Dataset items
+ + + +

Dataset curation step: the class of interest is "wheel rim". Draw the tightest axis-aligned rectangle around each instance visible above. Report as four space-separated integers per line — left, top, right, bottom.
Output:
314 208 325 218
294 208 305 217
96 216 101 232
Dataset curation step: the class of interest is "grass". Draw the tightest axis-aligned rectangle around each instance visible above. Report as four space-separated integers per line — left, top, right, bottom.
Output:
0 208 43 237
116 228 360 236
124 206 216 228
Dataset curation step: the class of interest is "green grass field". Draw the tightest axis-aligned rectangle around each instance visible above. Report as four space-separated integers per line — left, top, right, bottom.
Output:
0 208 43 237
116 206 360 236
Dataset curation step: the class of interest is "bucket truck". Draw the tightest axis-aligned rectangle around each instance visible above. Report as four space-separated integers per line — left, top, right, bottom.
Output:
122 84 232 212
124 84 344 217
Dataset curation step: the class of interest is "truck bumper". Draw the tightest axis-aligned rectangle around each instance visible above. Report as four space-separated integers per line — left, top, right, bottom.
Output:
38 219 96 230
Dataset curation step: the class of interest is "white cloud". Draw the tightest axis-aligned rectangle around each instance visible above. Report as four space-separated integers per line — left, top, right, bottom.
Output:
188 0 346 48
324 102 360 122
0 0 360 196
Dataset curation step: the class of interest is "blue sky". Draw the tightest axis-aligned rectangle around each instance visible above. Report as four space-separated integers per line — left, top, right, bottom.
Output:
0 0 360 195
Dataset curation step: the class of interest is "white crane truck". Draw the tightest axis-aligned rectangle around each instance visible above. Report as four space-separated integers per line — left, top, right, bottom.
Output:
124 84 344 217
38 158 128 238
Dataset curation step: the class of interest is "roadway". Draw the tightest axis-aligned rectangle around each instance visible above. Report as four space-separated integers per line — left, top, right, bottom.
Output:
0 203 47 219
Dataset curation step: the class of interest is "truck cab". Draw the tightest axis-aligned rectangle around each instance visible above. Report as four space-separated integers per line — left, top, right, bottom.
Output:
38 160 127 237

+ + + +

◆ **Task**
Resize the material from its start up to and including the line with "116 206 360 236". Write those lines out again with their requests, multiplying every bounding-box coordinate in the answers by 1.75 and rounding each to a whole number, with halves rounded up.

◆ **Answer for this exercise**
Dataset curation step: the class of interest is "wheel rim". Draw the tightest axis-aligned rectangle around each instance visible above. Report as four space-separated integers per line — left, top, right, bottom.
Output:
550 364 569 382
515 364 534 380
168 378 177 406
Dataset curation step: the class of interest is "grass". Draw the tightest axis-aligned rectangle around each instance visible above. Report as four space-separated integers per line — left, top, right, bottom.
Output:
0 364 75 415
203 399 630 413
217 361 378 399
Dataset curation step: the class of interest is "green grass field". Draw the tightest axis-aligned rectangle around each instance visible above. Report as four space-separated integers per line — left, top, right, bottom.
Output:
0 364 75 415
203 361 630 413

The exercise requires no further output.